WHAT IS BEING ASKED
Transcribe exactly the lines that fall between the one holding "of the vertical" and the one holding "of the windshield", inclusive, from the entries below.

* * * *

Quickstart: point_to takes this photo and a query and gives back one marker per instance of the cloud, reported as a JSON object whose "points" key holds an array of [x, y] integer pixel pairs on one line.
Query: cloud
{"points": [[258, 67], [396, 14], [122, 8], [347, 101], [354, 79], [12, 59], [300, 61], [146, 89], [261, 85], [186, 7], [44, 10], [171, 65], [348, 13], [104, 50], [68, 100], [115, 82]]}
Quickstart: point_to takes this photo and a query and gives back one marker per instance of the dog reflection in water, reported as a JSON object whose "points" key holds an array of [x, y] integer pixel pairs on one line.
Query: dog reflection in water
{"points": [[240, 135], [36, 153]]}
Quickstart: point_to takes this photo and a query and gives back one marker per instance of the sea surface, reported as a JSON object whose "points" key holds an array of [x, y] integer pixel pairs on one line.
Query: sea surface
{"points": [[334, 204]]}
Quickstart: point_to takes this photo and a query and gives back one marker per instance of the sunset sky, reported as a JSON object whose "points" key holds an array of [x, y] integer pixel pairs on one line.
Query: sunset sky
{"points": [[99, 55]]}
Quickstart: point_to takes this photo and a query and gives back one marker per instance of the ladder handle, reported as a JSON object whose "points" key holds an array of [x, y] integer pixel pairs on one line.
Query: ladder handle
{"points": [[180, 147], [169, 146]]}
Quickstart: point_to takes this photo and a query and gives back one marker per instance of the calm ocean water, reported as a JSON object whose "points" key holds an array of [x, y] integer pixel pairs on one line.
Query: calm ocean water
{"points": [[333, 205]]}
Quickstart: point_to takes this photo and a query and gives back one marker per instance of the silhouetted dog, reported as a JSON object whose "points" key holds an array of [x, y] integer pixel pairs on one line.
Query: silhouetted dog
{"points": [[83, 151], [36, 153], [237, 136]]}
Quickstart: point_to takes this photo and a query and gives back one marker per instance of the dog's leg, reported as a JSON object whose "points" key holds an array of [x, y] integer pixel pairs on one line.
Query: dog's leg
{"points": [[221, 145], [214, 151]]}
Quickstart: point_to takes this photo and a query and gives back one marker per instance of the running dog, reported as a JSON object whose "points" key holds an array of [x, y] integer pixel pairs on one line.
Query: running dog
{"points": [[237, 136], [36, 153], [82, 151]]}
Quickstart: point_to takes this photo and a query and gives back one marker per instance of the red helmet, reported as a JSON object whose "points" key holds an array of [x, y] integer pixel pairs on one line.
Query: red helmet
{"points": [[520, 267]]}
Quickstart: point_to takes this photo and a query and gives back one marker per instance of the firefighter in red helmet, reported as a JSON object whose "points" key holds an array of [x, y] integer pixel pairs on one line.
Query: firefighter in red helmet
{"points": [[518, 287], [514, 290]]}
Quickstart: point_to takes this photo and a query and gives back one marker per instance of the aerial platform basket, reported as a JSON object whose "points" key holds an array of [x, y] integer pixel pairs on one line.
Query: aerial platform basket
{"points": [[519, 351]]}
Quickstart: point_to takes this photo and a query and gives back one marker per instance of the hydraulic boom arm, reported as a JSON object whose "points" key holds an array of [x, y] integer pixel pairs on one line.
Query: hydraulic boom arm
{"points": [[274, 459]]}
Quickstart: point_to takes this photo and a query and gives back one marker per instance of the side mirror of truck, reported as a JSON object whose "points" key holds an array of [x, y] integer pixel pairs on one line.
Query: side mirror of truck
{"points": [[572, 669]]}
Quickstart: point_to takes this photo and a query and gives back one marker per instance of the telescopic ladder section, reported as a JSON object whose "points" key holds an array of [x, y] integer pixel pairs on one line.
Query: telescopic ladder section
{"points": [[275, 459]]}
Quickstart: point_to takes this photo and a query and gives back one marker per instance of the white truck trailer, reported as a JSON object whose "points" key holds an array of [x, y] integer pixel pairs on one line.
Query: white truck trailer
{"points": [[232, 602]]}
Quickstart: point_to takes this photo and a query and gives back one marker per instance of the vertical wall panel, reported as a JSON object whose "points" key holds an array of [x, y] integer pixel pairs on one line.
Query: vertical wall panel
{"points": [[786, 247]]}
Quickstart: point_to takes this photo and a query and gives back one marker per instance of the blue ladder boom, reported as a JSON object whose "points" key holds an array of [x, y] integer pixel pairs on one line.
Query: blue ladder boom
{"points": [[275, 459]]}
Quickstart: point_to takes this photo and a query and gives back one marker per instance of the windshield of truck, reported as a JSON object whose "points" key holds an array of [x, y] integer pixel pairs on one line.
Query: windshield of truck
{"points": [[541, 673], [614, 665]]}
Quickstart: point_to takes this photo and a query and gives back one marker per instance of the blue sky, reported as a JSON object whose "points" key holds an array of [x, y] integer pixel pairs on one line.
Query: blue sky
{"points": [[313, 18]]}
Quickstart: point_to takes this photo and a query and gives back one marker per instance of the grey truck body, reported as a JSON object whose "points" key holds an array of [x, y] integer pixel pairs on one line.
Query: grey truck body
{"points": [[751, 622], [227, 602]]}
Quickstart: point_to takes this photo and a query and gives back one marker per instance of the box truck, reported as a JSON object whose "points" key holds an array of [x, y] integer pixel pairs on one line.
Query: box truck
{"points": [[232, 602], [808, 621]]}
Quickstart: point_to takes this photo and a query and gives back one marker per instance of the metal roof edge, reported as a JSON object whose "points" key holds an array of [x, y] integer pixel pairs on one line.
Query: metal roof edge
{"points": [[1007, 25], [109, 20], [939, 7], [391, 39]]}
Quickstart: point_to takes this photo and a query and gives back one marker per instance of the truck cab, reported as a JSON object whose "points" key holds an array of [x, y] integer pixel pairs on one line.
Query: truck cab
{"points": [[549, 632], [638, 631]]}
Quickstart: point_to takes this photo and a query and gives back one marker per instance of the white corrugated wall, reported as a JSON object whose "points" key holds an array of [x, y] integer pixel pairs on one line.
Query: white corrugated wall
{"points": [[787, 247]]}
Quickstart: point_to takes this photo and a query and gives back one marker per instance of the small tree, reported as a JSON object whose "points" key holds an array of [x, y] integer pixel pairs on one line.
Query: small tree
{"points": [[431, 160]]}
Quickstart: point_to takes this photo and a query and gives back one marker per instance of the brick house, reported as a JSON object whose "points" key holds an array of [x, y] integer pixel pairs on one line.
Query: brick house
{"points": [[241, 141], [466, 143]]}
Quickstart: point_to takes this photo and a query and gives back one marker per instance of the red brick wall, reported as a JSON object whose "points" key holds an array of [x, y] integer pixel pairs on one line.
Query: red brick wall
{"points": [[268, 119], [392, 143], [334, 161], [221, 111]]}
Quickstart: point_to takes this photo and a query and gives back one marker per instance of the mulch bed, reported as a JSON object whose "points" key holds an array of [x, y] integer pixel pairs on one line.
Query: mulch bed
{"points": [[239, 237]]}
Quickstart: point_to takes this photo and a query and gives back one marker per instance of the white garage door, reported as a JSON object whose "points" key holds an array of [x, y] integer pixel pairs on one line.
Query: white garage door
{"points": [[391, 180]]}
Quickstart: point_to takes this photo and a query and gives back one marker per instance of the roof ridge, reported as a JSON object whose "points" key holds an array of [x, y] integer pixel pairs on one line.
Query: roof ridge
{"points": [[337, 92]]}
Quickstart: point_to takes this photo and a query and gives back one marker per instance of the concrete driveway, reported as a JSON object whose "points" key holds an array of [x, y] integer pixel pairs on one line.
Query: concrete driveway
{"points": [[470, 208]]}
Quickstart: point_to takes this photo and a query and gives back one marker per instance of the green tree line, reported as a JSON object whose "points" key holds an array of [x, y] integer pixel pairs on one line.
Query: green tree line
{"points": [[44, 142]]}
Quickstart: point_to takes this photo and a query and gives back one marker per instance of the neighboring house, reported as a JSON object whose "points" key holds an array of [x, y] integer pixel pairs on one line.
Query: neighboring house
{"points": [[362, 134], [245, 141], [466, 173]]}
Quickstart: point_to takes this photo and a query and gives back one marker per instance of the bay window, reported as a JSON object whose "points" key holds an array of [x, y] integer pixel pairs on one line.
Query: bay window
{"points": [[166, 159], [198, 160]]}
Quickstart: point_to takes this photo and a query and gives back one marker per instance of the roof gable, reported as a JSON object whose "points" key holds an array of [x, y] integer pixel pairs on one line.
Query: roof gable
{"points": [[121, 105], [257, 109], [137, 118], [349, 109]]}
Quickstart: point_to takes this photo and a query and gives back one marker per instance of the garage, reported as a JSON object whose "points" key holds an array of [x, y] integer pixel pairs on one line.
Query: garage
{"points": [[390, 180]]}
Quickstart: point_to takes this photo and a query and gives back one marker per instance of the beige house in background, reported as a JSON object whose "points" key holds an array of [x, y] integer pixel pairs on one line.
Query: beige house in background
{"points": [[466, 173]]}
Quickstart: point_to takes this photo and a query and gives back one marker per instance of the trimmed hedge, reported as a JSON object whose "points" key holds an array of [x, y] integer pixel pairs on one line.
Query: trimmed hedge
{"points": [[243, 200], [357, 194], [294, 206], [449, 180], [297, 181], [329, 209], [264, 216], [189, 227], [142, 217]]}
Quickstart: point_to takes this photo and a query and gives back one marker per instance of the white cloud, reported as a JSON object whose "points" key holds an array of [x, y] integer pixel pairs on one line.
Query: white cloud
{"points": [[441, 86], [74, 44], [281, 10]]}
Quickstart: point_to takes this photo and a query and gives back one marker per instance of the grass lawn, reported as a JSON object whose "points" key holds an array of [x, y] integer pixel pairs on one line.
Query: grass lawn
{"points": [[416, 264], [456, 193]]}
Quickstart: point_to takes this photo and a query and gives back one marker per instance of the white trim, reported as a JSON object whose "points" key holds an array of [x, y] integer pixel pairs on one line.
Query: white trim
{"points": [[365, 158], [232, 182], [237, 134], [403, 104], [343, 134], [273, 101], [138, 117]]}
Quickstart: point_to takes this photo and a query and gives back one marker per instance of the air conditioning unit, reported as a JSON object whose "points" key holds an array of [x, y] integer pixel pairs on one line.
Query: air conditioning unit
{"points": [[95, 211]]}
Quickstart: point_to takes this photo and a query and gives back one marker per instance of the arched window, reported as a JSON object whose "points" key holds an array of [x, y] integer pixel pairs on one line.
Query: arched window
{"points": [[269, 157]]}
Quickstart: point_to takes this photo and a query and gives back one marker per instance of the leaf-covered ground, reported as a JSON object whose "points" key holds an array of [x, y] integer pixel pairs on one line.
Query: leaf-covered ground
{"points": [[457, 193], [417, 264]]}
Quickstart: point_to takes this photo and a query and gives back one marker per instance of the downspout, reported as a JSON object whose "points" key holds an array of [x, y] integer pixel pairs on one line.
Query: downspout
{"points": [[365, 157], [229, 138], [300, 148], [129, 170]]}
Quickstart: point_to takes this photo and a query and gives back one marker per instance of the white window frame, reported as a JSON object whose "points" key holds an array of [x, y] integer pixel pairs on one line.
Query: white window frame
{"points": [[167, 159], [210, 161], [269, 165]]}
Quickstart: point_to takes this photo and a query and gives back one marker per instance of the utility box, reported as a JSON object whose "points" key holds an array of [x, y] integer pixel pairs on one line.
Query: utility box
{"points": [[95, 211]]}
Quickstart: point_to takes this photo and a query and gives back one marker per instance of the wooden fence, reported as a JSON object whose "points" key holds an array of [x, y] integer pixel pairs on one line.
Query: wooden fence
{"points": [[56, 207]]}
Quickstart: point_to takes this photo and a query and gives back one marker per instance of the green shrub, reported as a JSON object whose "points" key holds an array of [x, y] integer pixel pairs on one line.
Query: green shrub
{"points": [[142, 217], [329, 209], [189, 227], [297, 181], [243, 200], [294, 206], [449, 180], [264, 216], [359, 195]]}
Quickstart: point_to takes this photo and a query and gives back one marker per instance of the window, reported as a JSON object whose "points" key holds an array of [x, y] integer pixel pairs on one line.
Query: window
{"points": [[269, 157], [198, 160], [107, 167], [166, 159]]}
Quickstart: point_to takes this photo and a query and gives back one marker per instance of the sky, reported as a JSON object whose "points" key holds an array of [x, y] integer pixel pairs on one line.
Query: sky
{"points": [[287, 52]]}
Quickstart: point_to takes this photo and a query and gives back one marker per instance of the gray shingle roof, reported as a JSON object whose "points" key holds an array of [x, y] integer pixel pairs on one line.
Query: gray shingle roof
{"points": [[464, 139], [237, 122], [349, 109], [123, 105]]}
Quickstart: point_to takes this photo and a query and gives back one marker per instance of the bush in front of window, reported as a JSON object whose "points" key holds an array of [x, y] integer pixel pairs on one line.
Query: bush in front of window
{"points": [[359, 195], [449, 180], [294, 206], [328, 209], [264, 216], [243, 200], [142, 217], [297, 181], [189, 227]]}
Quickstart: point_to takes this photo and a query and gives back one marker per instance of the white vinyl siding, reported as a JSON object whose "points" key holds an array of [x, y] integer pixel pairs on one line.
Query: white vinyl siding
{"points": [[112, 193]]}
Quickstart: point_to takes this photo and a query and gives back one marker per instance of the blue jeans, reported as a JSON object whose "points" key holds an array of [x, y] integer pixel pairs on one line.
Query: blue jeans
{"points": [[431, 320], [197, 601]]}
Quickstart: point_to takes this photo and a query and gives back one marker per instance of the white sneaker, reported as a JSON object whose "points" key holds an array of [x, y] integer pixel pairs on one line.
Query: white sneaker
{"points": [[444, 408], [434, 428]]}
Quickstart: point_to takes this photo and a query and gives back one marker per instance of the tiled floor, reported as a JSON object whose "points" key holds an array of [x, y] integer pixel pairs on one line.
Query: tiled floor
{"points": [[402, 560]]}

* * * *

ANSWER TO THE EXERCISE
Quickstart: point_to takes this photo and a query and gives back one marker per instance of the vertical wall panel, reported as a JSON object whose "points" key holds an array of [x, y] integer pixel pairs on one line.
Query: vertical wall panel
{"points": [[786, 247]]}
Quickstart: point_to takes this photo and a query and gives back one marker per instance of the blue ladder boom, reported as a JSON object whose "points" key holds an array of [x, y] integer pixel pairs on one line.
Query: blue ladder boom
{"points": [[275, 459]]}
Quickstart: point_to takes this photo and a query and gives back one marker per instance of the windshield of truck, reported as a JSON object whose "points" key holds an array of [x, y] integer pixel pairs on one line.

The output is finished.